Entriamo nello specifico: la regola espressa dal comma a) si considera rispettata se gli Stati aventi un debito pubblico superiore al 60% del PIL chiuderanno il bilancio con un deficit strutturale massimo dello 0,5%/PIL, il limite è fissato all’1% nel caso in cui il debito pubblico sia inferiore al 60%. Laddove il percorso per il raggiungimento dell’obiettivo subisca un rallentamento o una deviazione è fatto obbligo alla parte contraente attuare un meccanismo di correzione.
Alla Commissione europea spetta il compito di valutare e vigilare sul rispetto degli obiettivi di medio termine imposti agli Stati dal patto di stabilità e crescita 1, ma la funzione della Commissione non si esaurisce e risulta essere di ben altra portata.
Il paragrafo 2 del Trattato ci chiarisce le idee in merito:
2. Le regole enunciate al paragrafo 1 producono effetti nel diritto nazionale delle parti contraenti al più tardi un anno dopo l’entrata in vigore del presente trattato tramite disposizioni vincolanti e di natura permanente – preferibilmente costituzionale – o il cui rispetto fedele è in altro modo rigorosamente garantito lungo tutto il processo nazionale di bilancio. Le parti contraenti istituiscono a livello nazionale il meccanismo di correzione di cui al paragrafo 1, lettera e), sulla base di principi comuni proposti dalla Commissione europea, riguardanti in particolare la natura, la portata e il quadro temporale dell’azione correttiva da intraprendere, anche in presenza di circostanze eccezionali, e il ruolo e l’indipendenza delle istituzioni responsabili sul piano nazionale per il controllo dell’osservanza delle regole enunciate al paragrafo 1. Tale meccanismo di correzione deve rispettare appieno le prerogative dei parlamenti nazionali.

Dati di annotazione per punti

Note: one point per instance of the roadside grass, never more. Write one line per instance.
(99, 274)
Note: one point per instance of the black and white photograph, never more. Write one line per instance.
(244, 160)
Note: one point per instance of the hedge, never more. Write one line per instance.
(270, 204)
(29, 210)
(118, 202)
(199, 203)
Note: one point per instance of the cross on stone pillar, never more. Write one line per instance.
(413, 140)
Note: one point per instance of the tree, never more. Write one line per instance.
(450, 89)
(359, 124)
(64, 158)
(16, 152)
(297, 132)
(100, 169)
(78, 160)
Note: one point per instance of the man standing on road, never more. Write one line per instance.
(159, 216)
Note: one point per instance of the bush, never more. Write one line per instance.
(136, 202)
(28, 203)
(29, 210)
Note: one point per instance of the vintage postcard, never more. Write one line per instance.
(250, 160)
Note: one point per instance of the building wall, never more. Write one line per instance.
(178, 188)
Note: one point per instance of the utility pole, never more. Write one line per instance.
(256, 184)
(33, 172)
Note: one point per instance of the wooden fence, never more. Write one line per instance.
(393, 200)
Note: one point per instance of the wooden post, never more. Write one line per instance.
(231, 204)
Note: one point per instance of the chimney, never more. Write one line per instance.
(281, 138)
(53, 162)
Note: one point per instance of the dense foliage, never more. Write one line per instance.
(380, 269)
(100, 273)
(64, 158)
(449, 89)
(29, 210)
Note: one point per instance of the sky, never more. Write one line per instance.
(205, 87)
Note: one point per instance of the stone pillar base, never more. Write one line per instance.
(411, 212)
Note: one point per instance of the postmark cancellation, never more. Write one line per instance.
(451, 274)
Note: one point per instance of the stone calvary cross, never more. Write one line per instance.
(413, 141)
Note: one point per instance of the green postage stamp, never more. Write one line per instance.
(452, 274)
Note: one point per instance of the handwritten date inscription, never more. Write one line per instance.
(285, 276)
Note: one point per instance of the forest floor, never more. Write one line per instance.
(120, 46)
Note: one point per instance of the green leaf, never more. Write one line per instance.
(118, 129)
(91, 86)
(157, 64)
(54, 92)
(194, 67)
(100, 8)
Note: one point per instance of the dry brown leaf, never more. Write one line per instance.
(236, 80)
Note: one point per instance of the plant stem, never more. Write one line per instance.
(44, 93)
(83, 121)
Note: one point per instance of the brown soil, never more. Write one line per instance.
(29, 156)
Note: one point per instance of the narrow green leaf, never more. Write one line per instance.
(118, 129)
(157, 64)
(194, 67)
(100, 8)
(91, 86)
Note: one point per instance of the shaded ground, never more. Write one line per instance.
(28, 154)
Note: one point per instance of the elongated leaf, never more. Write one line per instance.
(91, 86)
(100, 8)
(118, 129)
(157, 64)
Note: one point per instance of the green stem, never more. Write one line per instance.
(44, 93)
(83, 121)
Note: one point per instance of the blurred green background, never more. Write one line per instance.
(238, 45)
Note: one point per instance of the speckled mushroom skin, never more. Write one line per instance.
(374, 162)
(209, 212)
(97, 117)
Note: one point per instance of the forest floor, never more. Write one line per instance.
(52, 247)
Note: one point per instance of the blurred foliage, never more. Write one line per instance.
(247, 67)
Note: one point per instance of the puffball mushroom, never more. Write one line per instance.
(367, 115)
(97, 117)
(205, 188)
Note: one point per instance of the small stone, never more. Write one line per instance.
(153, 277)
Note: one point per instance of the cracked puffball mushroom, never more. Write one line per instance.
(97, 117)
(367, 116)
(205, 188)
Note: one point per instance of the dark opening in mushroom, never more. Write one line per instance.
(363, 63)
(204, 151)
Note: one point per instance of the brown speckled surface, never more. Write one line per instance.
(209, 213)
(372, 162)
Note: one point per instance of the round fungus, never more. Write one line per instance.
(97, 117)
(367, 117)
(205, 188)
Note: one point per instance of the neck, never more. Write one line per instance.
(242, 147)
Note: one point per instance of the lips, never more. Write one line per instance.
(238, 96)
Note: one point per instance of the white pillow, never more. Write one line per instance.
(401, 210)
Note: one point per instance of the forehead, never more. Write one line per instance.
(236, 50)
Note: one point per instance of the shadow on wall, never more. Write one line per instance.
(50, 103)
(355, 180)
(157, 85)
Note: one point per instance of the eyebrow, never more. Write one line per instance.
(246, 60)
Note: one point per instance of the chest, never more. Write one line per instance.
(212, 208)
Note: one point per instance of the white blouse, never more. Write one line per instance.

Elenco dei compiti:
A – Nel testo sulle regole di bilancio, qual è il limite di deficit strutturale fissato per gli Stati con un debito pubblico inferiore al 60% del PIL?
B – Continua il testo sulle regole di bilancio partendo dopo la sua ultima frase.

Risposte qui sotto:
A – Il limite è fissato all'1%.

B –
Gli Stati che ratificheranno il fiscal compact saranno quindi obbligati ad adottare tali regole tramite disposizioni vincolanti e di natura permanente – preferibilmente costituzionale e i meccanismi di azione correttiva (di cui sopra) saranno istituiti sulla base di principi proposti/imposti dalla Commissione che ne determinerà anche la natura, la portata e il quadro temporale. L’intera politica economica e fiscale di uno Stato viene trasferita nelle mani di tecnocrati non eletti. L’opera di esautorazione dei Parlamenti nazionali è giunta alla fase finale, le Costituzioni degli stati dell’Eurozona, con rare eccezioni, sono da considerare carta straccia.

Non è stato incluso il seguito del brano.